§ WHAT IS BEING ASKED
Word for word, please restate the lines from the beginning of the data through the line in which "Target: green leaf" appears.

§ EXERCISE INPUTS
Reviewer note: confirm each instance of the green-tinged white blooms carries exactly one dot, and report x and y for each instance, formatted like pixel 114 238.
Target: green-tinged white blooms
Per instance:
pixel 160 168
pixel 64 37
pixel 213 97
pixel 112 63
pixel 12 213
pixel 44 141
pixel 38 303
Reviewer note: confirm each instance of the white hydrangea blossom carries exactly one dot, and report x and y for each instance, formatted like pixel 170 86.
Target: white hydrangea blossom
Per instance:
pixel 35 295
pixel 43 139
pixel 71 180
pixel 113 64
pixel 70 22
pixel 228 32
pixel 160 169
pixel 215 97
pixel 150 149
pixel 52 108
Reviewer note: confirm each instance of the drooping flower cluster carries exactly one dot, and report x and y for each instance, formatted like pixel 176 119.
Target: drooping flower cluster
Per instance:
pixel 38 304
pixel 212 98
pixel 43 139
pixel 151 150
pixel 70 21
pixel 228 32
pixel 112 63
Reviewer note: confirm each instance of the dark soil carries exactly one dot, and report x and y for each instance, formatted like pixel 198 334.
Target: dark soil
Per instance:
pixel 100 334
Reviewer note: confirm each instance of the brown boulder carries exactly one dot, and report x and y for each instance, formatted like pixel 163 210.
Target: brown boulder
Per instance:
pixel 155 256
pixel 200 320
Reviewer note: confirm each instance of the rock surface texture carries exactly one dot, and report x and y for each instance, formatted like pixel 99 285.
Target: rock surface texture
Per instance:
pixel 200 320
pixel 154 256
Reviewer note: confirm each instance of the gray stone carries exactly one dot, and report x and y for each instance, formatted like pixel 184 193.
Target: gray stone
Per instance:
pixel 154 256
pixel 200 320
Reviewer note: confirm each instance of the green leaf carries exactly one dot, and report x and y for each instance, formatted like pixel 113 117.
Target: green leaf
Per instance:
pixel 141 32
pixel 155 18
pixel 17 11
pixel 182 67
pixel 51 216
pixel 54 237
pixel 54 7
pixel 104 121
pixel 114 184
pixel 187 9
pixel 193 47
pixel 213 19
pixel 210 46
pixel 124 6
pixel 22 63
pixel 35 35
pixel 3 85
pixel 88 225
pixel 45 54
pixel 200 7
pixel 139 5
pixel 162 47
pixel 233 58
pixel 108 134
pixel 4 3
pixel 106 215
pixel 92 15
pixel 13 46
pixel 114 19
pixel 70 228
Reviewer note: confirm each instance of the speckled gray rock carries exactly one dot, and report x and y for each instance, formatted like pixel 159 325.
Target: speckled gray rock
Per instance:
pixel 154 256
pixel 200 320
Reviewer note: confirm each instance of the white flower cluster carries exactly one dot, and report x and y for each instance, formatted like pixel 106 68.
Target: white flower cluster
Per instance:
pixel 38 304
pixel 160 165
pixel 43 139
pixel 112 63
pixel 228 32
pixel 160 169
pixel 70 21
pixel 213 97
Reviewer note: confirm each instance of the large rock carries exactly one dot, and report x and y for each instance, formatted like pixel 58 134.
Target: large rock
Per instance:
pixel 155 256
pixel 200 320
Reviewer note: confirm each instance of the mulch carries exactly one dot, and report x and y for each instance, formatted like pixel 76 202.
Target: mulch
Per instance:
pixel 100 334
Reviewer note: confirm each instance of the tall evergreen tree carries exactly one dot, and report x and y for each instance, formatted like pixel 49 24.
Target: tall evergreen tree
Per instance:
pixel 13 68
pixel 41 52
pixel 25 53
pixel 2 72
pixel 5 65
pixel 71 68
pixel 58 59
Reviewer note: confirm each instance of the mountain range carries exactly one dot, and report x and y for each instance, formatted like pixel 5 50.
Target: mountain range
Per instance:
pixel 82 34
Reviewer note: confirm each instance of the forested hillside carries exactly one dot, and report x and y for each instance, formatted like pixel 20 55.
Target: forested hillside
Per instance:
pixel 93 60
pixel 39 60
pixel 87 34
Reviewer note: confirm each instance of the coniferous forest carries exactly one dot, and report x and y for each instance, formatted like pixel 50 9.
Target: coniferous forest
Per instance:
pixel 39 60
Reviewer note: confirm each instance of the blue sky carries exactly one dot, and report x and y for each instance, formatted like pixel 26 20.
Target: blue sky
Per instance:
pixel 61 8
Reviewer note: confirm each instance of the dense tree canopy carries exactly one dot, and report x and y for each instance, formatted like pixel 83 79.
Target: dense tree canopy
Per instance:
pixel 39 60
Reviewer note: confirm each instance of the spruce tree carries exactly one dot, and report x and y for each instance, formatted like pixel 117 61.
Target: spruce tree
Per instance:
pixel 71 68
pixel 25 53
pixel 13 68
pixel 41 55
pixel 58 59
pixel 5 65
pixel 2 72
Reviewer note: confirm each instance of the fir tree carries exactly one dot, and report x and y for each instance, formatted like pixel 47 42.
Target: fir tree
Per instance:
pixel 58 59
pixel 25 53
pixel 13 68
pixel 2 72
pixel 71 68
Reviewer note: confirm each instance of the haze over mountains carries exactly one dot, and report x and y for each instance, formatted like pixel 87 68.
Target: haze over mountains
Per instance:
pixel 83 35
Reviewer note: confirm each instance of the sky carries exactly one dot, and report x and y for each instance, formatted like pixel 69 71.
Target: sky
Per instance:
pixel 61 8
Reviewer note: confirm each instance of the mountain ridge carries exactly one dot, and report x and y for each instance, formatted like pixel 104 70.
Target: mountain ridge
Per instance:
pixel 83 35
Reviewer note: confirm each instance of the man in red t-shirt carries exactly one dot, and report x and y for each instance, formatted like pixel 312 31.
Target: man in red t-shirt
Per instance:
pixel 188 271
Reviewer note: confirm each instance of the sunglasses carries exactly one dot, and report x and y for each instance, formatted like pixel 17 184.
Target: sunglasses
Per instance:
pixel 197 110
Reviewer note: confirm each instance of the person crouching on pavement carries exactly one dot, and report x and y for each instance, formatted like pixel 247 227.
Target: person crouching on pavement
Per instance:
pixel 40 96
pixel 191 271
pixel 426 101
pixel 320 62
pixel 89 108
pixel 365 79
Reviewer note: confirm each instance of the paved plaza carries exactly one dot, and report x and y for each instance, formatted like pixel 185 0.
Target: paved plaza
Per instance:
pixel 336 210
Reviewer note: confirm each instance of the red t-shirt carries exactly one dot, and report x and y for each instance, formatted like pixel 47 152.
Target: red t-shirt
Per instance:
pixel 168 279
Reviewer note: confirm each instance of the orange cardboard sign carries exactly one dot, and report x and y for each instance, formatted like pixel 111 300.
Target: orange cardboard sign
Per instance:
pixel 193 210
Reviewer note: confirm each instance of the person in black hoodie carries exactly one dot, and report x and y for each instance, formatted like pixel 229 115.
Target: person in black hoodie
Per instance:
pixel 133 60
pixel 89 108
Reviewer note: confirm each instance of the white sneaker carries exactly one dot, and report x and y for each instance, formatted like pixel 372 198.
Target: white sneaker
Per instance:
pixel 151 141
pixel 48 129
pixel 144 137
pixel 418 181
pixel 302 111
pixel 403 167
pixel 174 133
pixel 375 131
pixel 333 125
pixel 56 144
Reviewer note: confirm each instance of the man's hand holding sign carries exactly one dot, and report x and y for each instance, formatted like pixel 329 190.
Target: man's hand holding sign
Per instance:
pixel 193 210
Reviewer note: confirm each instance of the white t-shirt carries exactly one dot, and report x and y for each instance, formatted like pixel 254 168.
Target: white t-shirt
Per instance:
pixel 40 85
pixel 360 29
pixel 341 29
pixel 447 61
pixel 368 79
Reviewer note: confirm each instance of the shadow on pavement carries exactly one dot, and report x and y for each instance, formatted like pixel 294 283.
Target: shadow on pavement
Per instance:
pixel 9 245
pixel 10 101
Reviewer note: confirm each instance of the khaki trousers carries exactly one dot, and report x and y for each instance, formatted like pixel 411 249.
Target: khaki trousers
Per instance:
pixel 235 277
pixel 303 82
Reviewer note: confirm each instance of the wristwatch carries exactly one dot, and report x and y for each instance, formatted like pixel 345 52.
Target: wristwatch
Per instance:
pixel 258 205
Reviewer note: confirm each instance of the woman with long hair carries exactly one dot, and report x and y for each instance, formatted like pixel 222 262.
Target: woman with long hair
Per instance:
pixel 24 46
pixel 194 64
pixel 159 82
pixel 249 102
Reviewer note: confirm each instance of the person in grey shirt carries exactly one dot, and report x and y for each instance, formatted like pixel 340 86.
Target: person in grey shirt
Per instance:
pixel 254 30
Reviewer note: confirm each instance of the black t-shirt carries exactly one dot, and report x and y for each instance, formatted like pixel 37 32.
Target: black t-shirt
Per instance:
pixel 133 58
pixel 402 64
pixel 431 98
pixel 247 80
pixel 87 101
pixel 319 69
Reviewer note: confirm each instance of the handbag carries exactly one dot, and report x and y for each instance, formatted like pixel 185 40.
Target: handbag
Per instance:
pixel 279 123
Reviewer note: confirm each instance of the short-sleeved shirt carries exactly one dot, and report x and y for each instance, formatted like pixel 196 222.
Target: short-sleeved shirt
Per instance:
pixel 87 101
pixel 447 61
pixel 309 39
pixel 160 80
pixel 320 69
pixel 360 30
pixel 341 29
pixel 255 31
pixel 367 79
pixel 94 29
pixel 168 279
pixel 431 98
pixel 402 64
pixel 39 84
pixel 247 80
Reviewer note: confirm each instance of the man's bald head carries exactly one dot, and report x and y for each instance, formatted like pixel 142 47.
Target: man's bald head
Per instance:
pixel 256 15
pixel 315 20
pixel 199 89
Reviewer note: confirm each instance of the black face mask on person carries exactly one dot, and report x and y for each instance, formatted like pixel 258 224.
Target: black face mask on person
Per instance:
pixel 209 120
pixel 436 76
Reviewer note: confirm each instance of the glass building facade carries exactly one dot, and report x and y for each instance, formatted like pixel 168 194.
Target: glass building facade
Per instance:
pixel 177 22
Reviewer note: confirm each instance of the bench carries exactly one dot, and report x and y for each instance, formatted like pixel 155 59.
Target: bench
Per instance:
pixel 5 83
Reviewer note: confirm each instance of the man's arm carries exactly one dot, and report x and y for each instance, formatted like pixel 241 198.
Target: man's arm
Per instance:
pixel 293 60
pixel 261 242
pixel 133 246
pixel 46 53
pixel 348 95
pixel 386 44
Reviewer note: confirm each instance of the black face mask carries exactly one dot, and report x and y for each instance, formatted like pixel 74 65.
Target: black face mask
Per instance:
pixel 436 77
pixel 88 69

§ ANSWER TO THE EXERCISE
Reviewer note: confirm each instance of the green-tinged white blooms carries exactly one dot, and report x and y for each instance, formatted like pixel 114 238.
Target: green-tinged white blooms
Per instance:
pixel 160 168
pixel 64 37
pixel 213 97
pixel 112 63
pixel 12 213
pixel 44 141
pixel 38 303
Reviewer note: confirm each instance of the white hydrangea blossom carries exactly one dot, and report x and y for each instance, formatted like pixel 170 86.
Target: white hydrangea blossom
Per instance:
pixel 35 295
pixel 43 139
pixel 71 180
pixel 113 64
pixel 70 22
pixel 228 32
pixel 160 169
pixel 215 97
pixel 150 149
pixel 52 108
Reviewer note: confirm each instance of the drooping flower cluster carries exactly one dot, and report x and y for each instance, formatted like pixel 176 119.
Target: drooping flower cluster
Per instance:
pixel 38 304
pixel 212 98
pixel 43 139
pixel 151 150
pixel 70 21
pixel 228 32
pixel 112 63
Reviewer note: confirm each instance of the dark soil carries exactly one dot, and report x and y for each instance, formatted like pixel 198 334.
Target: dark soil
Per instance:
pixel 100 334
Reviewer note: confirm each instance of the brown boulder carries exactly one dot, and report x and y for each instance, formatted like pixel 163 210.
Target: brown boulder
Per instance:
pixel 155 256
pixel 200 320
Reviewer note: confirm each instance of the rock surface texture carries exactly one dot, and report x and y for each instance, formatted like pixel 99 285.
Target: rock surface texture
Per instance:
pixel 200 320
pixel 154 256
Reviewer note: confirm each instance of the gray stone carries exactly one dot, and report x and y for each instance, formatted like pixel 184 193.
Target: gray stone
Per instance:
pixel 154 256
pixel 200 320
Reviewer note: confirm each instance of the green leaf carries exactly one dot, and report x and y for each instance, formatted like pixel 113 117.
Target: green leaf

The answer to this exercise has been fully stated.